● **WHAT IS EXPECTED**:
Copy the data from the start through the line containing "box: [567, 267, 883, 640]", putting "points" in place of "clicks" everywhere and keeping everything else the same. Leave out the pictures.

● **DATA FOR THE TASK**:
*** Block opens ***
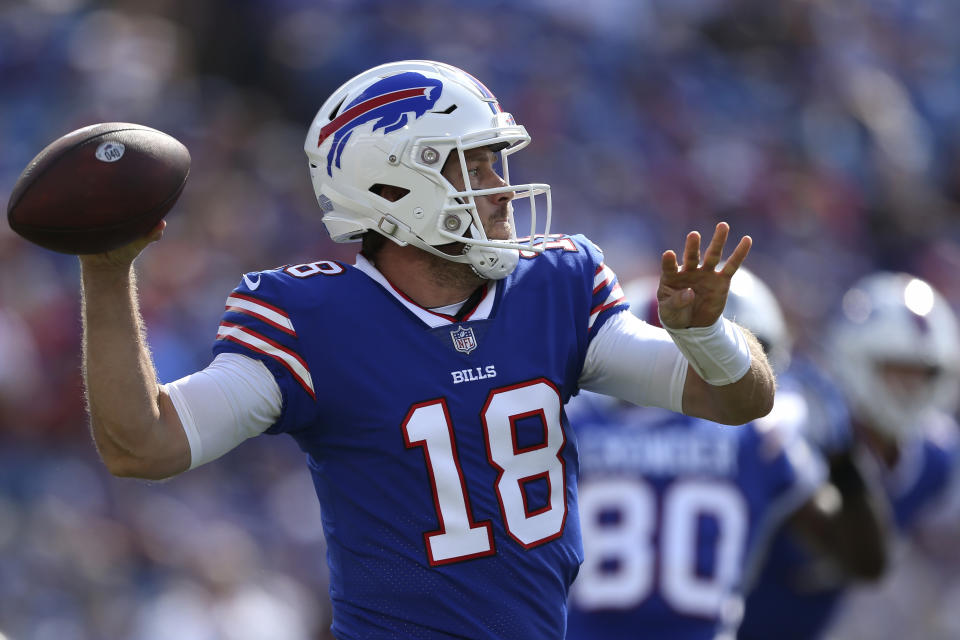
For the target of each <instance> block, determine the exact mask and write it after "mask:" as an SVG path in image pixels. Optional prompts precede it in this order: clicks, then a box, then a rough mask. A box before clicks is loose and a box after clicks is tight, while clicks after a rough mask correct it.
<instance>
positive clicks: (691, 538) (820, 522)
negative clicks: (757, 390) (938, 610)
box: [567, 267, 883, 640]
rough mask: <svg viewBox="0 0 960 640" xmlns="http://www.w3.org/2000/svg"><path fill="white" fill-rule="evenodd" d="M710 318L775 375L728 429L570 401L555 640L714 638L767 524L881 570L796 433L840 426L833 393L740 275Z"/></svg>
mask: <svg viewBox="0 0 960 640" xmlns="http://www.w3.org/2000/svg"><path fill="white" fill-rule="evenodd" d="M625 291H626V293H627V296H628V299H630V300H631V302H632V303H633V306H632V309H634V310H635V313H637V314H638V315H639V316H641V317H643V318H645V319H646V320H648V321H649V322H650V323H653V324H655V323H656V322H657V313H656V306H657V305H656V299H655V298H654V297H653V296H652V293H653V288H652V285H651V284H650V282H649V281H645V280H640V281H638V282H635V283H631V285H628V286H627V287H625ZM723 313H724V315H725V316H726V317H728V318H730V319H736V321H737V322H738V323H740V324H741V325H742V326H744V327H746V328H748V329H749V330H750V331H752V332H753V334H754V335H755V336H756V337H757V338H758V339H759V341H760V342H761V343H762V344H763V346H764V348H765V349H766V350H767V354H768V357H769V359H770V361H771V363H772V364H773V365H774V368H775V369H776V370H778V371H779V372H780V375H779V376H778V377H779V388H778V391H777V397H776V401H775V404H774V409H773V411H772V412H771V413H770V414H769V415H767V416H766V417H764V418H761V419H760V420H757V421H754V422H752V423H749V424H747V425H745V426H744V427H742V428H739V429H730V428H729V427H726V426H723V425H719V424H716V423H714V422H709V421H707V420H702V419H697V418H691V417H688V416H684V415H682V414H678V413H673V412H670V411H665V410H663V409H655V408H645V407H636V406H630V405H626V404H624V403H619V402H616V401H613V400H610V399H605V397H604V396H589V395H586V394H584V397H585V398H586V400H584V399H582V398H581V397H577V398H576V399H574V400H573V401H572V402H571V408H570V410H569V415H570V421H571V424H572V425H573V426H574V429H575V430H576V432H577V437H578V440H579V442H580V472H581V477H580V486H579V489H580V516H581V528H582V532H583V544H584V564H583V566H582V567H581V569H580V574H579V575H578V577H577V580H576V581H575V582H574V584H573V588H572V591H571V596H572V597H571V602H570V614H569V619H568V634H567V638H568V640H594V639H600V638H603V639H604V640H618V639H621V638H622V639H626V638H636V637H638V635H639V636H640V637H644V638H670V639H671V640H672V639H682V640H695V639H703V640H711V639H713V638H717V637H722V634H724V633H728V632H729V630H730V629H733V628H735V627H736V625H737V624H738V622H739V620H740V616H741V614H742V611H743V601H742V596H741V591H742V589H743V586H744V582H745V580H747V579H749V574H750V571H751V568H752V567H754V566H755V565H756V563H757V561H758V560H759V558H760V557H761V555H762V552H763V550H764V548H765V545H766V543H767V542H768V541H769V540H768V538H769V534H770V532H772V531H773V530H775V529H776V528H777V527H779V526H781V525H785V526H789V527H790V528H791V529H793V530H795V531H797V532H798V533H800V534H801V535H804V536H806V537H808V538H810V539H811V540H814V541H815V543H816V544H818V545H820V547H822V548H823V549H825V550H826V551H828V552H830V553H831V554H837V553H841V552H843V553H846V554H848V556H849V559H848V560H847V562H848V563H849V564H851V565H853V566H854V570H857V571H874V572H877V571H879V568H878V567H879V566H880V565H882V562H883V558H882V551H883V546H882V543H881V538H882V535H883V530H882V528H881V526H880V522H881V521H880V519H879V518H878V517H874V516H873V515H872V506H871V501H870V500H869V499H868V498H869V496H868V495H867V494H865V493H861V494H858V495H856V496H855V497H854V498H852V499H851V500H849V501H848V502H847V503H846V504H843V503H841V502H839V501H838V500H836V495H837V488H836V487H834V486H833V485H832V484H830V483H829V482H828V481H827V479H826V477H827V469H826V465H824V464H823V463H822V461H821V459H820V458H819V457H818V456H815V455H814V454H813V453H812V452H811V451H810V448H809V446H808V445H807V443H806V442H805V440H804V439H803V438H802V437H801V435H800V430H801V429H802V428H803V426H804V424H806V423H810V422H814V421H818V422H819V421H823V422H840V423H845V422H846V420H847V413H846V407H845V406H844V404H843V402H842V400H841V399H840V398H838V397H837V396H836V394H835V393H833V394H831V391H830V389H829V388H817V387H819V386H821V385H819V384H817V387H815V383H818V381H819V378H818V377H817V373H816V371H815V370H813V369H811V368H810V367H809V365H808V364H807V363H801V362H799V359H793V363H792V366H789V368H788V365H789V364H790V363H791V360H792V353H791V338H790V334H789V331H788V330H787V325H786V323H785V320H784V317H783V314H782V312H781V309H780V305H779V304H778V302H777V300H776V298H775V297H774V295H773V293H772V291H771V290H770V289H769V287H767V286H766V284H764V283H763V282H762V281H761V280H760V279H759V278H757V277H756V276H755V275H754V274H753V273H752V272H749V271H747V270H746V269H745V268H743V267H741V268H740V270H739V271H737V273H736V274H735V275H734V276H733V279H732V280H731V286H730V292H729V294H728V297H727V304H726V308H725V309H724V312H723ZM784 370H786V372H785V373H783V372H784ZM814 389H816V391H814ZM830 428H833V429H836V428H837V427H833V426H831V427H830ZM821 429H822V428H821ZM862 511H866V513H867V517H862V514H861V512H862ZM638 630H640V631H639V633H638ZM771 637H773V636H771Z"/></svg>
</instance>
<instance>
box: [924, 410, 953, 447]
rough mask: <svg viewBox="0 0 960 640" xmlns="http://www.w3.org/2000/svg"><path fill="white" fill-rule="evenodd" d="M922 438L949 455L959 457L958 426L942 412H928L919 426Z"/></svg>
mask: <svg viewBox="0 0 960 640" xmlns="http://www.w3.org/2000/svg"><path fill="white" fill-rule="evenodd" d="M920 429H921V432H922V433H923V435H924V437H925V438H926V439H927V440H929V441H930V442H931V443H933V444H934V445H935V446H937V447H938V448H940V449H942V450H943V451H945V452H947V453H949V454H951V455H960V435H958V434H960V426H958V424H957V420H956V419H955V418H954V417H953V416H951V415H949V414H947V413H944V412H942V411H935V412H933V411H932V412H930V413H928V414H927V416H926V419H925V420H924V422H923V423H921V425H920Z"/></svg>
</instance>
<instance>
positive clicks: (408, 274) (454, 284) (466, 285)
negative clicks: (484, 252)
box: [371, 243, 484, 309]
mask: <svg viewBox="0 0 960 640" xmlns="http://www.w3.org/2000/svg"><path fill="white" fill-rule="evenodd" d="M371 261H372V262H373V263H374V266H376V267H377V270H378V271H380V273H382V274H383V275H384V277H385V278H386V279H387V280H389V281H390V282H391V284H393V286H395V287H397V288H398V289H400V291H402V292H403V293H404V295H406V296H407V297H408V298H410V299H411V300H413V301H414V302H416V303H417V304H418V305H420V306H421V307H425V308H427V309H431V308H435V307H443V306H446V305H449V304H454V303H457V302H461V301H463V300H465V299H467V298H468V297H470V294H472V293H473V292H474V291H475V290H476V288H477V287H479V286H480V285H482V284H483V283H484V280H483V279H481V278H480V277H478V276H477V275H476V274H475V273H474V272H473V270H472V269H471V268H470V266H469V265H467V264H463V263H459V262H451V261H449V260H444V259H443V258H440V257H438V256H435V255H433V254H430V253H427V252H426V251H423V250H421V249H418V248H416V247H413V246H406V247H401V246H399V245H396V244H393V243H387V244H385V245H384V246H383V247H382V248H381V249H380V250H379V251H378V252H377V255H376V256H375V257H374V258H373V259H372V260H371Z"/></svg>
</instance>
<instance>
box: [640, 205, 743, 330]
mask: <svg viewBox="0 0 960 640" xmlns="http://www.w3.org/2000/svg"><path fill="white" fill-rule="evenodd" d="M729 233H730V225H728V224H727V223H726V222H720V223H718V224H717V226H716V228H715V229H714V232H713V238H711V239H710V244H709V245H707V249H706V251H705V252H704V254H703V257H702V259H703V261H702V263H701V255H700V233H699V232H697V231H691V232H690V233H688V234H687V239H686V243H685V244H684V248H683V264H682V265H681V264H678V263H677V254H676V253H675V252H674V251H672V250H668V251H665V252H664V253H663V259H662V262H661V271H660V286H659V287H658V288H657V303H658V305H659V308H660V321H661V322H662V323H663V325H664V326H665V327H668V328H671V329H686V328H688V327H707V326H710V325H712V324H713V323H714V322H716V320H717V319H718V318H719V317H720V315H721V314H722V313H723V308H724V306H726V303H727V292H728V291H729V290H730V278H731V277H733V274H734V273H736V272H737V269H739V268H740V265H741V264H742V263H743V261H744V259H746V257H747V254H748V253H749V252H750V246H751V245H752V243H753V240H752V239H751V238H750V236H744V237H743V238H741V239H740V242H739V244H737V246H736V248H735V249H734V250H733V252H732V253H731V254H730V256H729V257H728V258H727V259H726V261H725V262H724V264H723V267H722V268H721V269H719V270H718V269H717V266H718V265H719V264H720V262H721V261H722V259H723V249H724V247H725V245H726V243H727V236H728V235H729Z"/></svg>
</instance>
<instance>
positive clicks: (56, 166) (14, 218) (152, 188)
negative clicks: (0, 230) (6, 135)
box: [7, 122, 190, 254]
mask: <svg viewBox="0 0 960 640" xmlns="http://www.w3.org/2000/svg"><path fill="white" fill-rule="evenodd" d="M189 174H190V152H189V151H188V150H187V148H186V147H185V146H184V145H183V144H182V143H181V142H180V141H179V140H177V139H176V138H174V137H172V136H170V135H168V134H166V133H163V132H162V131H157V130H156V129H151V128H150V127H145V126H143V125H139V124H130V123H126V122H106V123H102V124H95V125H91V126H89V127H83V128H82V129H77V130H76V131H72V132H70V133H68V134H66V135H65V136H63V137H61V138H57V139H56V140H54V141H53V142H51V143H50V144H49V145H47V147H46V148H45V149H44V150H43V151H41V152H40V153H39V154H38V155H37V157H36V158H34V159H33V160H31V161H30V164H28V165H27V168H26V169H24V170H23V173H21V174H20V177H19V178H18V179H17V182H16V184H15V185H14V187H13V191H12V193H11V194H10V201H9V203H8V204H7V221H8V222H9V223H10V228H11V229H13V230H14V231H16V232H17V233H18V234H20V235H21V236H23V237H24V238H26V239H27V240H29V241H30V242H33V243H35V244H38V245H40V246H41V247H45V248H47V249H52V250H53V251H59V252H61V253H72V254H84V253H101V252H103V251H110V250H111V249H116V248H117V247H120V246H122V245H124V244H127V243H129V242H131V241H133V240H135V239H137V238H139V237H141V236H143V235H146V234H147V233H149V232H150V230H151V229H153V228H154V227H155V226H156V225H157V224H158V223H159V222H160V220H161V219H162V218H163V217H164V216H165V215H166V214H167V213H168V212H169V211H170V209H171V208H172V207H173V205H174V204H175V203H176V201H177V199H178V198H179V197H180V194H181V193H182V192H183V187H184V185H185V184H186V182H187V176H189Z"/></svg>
*** Block closes ***
● **COMPLETED TASK**:
For the target of each <instance> block, determine the exact mask and write it after "mask:" as an SVG path in image pixels. Optional prompts precede it in this order: points, then a box, then a rough mask. A box before points is loose and a box after points is tight, while points after a rough mask correct it.
<instance>
positive points: (691, 538) (820, 522)
negative points: (757, 390) (938, 610)
box: [567, 267, 883, 640]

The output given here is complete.